*Do this*
Count how many lines in the items below contain the string "tree". Reply with only the number.
★ ★ ★
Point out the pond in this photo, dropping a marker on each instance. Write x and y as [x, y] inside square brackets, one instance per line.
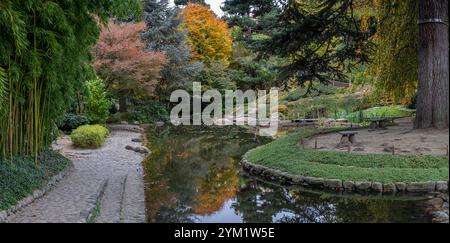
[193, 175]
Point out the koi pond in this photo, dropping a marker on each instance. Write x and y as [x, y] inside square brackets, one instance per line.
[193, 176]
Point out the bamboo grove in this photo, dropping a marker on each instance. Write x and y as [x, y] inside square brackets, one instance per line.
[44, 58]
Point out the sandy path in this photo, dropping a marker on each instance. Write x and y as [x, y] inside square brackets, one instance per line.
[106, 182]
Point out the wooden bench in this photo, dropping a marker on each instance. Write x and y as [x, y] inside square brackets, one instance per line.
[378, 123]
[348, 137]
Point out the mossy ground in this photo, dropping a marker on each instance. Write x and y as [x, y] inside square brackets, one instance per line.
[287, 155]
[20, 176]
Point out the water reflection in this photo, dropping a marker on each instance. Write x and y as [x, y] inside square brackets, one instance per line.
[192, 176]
★ ★ ★
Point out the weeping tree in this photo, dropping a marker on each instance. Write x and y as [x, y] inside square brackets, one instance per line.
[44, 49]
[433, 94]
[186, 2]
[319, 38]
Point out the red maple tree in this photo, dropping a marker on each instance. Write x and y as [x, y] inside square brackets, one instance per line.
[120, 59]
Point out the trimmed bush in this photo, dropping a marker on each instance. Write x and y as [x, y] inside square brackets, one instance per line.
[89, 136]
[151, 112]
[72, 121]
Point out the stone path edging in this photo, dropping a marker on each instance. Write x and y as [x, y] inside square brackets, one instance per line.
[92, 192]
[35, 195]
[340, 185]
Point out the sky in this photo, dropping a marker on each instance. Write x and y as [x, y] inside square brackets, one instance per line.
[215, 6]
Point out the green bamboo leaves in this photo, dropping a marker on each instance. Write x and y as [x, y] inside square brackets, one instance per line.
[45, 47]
★ ★ ★
*Solution*
2